Source passage

Romantic love is like a sleeping cat; it can be awakened at any time. Feelings of deep attachment, however, take time, and they can endure. In another of our studies, led by Acevedo, we put 17 men and women in their 50s and early 60s into the brain scanner. These participants had been married an average of 21 years, and all maintained that they were still madly in love with their spouse. Their brains showed that they were: They were deeply attached as well.
We have even begun to map some of the brain circuitry responsible for this marital happiness. In our study of long-term lovers, those who scored higher on a marital satisfaction questionnaire showed more activity in a brain region linked with empathy, a trait they had most likely retained from their initial passion.5 Moreover, when psychologist Mona Xu and her team used my original research design to collect similar brain data on 18 young men and women in China, she found that those who were in love long term showed activity in a brain region associated with the ability to suspend negative judgment and over-evaluate a partner,6 what psychologists call “positive illusions.”7 Much like men and women who have just fallen madly in love, these long-term partners still swept aside what they didn’t like about their mate and focused on what they adored.

[Stored data entries]
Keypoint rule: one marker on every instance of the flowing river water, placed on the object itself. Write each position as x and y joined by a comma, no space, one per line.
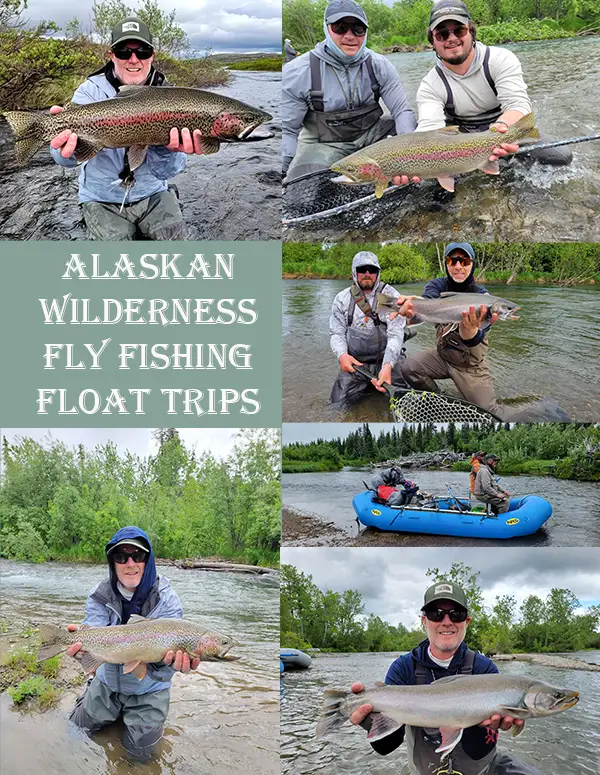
530,203
234,194
568,743
549,351
223,718
575,519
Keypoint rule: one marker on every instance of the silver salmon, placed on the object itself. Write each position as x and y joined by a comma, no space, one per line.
136,643
138,117
448,308
449,704
437,153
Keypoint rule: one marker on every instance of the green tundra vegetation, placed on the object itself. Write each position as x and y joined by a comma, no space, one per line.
568,451
58,503
403,25
497,263
336,621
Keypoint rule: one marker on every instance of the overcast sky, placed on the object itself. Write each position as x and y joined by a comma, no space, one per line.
392,581
223,25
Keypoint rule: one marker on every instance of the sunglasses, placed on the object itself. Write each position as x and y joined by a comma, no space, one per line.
462,260
459,32
437,614
121,557
341,28
124,52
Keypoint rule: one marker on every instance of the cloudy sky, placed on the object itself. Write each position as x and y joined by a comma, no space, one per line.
392,581
223,25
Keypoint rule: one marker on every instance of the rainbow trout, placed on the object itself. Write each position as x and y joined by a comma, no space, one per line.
449,704
138,117
439,153
134,644
448,308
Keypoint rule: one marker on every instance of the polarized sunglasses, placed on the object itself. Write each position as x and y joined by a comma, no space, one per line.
437,614
341,28
124,52
459,32
462,260
121,557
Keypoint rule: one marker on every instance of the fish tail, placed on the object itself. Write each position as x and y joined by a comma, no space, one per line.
27,129
332,716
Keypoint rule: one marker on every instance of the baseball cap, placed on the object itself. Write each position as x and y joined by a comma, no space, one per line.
445,590
446,10
338,9
130,29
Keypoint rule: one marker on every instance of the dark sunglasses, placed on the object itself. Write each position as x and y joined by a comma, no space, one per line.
462,260
121,557
437,614
341,28
444,34
124,52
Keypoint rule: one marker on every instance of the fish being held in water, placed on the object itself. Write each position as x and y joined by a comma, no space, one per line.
136,643
438,153
448,308
449,704
138,117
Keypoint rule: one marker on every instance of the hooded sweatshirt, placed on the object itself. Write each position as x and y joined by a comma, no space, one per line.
153,598
340,83
338,322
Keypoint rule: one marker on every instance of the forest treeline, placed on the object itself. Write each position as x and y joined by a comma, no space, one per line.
336,621
523,263
404,24
566,451
58,503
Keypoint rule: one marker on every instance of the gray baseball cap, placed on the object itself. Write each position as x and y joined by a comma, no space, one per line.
339,9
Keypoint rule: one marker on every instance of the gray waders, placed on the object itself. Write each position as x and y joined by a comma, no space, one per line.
556,156
143,715
328,136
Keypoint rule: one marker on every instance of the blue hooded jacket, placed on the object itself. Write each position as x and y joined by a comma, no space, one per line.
153,598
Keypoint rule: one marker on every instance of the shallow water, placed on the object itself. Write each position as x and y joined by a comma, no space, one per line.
223,718
234,194
568,743
531,356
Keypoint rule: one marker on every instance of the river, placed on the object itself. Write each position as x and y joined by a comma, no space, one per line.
568,743
538,203
531,356
234,194
575,519
223,719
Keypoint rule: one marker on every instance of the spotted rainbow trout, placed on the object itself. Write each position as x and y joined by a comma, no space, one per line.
138,117
449,704
136,643
438,153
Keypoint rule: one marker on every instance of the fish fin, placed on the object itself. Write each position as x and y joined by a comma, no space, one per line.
450,739
136,155
381,726
446,182
491,167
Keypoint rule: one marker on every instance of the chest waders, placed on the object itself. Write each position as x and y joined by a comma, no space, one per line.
421,743
366,344
473,123
334,126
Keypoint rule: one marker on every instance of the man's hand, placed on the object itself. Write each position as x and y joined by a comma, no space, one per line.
360,714
347,362
181,661
66,140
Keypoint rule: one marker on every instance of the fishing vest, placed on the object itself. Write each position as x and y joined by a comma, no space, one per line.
472,123
421,743
334,126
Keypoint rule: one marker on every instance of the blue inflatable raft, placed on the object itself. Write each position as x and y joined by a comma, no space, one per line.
525,516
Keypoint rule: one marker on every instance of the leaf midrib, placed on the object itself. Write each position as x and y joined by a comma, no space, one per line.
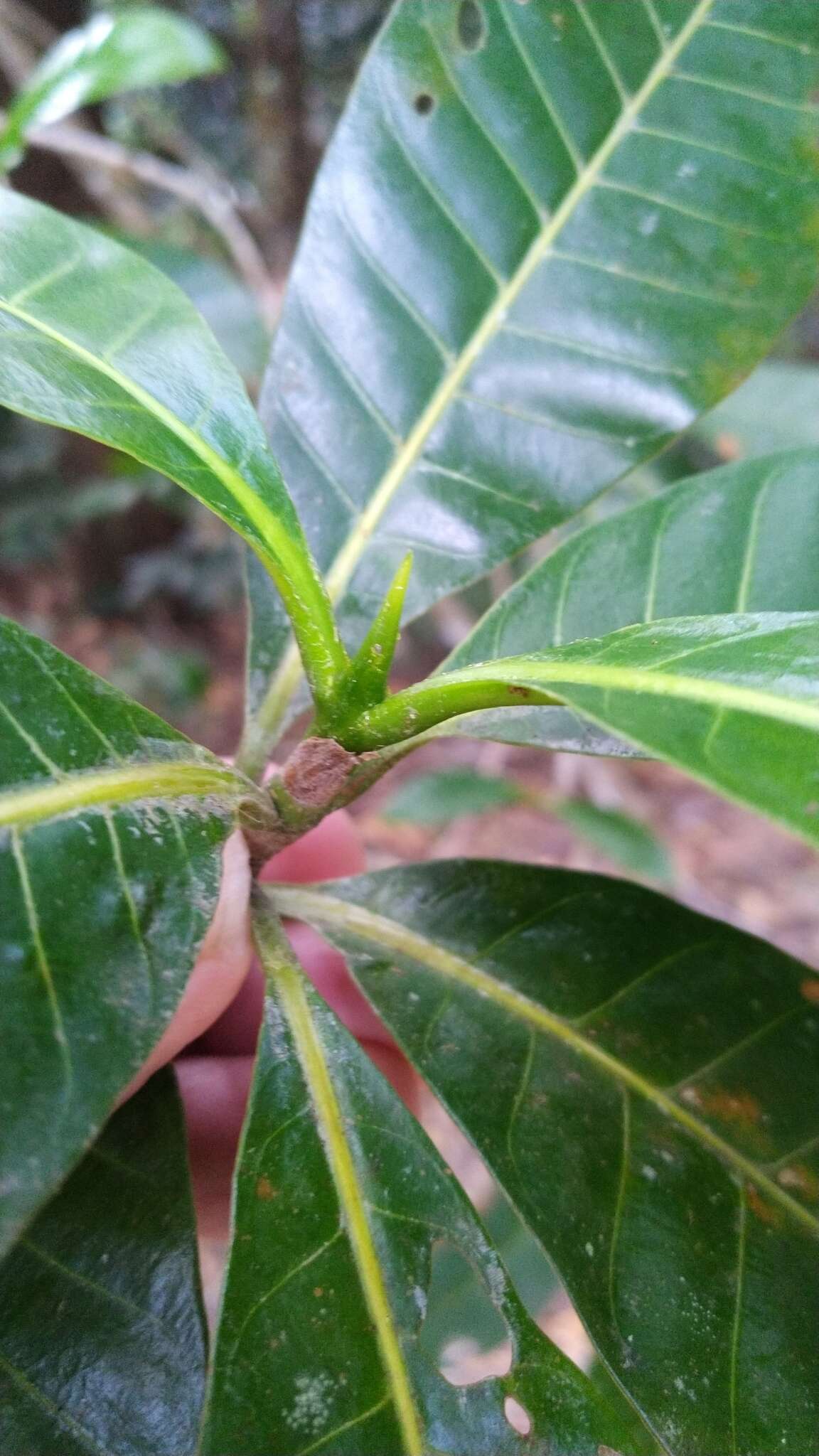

Task 1
Answer these questions using the passage on long-term love:
(a) How many men and women were put into the brain scanner in the study led by Acevedo?
(b) On average, how many years had those participants been married?
(c) How many young men and women in China did Mona Xu's team collect brain data on?
Task 2
Write the next part of the passage on long-term love, picking up after its last sentence.
You won't need the rows.

Response box 1
(a) 17
(b) 21 years
(c) 18

Response box 2
Because feelings of attachment emerge with time, slow love is natural. In fact, rapidly committing to a new partner before the liquor of attachment has emerged may be more risky to long-term happiness than first getting to know a partner via casual sex, friends with benefits and living together. Sexual liberalism has aligned our courtship tactics with our primordial brain circuits for slow love.
I am optimistic about the emergence of slow love. During our long agrarian past, our forebears married to please God, the local community, and their extended family. Spouses were tied to the land and to one another. Where could you go with a ton of wheat? A host of associated beliefs about the sexes emerged, including strictly arranged marriages, virginity at marriage, till death do us part, and the credo that a woman’s place was in the home. Unchained from the constraints of farm living, today’s singles are turning inward, choosing partners for themselves—and taking time to wed. Where marriage was the beginning of a partnership in farming societies, today it is the finale.
Slow love appears to be working, too. In 2012, with Match.com, I surveyed 1,095 married Americans (not on their dating site, of course). Among our questions was: “Knowing what you now know about your spouse, would you marry the same person again?” Eighty-one percent said yes. Moreover, 76 percent of these men and 73 percent of these women said they were still “very much in love.” And a 2013 survey of more than 12,000 adults in 15 countries established that 78 percent of married men and women were also “happy.”8
The marriage revolution going on today may actually enable more happy partnerships. Slow love is, after all, in our DNA.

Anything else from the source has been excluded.